====== Entries ======
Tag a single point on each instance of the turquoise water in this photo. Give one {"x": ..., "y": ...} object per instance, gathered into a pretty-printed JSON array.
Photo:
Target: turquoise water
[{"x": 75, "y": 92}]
======
====== Entries ======
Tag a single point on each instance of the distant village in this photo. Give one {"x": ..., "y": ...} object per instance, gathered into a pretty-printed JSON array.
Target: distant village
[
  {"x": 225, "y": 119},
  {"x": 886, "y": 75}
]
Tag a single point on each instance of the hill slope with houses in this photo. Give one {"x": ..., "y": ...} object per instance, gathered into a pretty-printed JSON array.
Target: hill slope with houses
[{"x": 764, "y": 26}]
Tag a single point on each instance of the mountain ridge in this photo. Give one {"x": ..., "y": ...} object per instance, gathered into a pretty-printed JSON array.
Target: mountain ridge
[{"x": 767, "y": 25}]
======
| Given instruction |
Which lines of the listing above contain the string 'single'? Pull out each of them in full.

| Solution to this task |
Tag a single point on each instance of the turquoise water in this photo. Give one {"x": ..., "y": ...} object per instance, gathered into a pretty-printed JSON array.
Tag a single point on each instance of the distant village in this photo. Give one {"x": ..., "y": ...} object per instance, gathered into a pretty-printed JSON array.
Tag a single point on each instance of the hill slope with houses in this photo. Give one {"x": ..., "y": ...} object per instance, gathered into a pretty-printed JSON array.
Tag a single point on each instance of the mountain ridge in this photo. Give one {"x": ..., "y": ...} object per instance, gathered into a pretty-printed JSON array.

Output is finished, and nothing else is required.